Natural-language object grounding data

====================

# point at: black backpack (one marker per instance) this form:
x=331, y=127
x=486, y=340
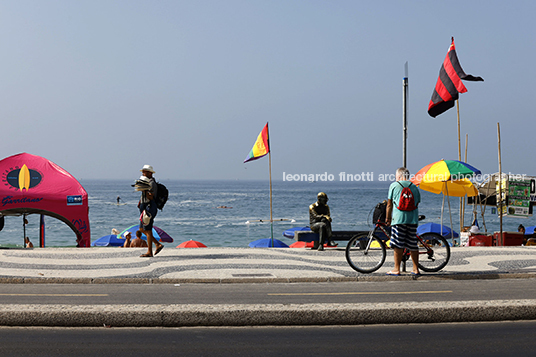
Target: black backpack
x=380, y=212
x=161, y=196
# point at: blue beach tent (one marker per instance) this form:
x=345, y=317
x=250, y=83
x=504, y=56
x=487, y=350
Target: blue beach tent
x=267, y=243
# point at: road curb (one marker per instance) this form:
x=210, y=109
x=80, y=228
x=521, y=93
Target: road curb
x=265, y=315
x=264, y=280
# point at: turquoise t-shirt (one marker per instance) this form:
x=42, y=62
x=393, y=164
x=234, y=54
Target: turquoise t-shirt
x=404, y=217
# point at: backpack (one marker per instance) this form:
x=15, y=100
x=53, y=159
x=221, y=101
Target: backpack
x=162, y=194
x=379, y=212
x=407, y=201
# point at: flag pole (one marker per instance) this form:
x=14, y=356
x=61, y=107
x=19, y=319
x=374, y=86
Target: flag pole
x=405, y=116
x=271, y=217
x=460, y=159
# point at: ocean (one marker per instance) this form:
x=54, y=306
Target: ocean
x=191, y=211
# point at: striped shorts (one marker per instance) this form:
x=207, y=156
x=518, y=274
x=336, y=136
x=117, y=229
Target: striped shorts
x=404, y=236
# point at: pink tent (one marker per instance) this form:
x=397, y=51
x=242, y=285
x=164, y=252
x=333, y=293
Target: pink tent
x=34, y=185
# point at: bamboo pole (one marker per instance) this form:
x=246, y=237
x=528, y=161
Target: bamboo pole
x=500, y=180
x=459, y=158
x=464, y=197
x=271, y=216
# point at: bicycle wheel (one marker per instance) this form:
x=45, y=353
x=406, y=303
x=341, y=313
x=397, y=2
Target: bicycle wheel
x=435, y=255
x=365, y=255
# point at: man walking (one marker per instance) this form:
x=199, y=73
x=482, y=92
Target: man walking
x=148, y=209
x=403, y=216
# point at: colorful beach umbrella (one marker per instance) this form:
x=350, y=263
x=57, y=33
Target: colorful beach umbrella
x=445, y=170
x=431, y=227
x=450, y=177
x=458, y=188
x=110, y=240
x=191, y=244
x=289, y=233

====================

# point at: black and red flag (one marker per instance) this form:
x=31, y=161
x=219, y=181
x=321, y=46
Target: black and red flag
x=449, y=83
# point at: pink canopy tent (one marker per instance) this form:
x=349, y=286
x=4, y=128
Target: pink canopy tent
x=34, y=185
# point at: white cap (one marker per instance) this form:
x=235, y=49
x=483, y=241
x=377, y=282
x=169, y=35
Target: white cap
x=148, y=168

====================

• **PROBLEM STATEMENT**
Your answer must be the exact lines from the records above, from the one containing "# point at: black backpack" through the one containing "x=518, y=274", both included, with every picture left out.

• **SOLUTION TO THE PROBLEM**
# point at: black backpack (one marker per instance) this form:
x=331, y=127
x=486, y=340
Target: black backpack
x=380, y=212
x=161, y=196
# point at: blue beach tent (one marker per instance) this form:
x=345, y=317
x=250, y=83
x=504, y=56
x=487, y=350
Target: blue beach tent
x=267, y=243
# point at: road curb (one marker per instance) this form:
x=210, y=109
x=80, y=228
x=521, y=93
Target: road curb
x=265, y=315
x=264, y=280
# point at: turquoise t-shirt (one marker per instance) this form:
x=42, y=62
x=393, y=164
x=234, y=54
Target: turquoise t-shirt
x=404, y=217
# point at: backpack (one marker per instance) this form:
x=15, y=100
x=53, y=159
x=221, y=101
Target: backpack
x=162, y=194
x=379, y=212
x=407, y=201
# point at: flag pole (one marker per instance) this form:
x=14, y=356
x=61, y=107
x=19, y=319
x=374, y=86
Target: flag pole
x=405, y=116
x=271, y=217
x=460, y=159
# point at: ocean (one marker per instance) this form:
x=54, y=306
Target: ocean
x=191, y=211
# point at: striped shorts (one marker per instance) this form:
x=207, y=156
x=518, y=274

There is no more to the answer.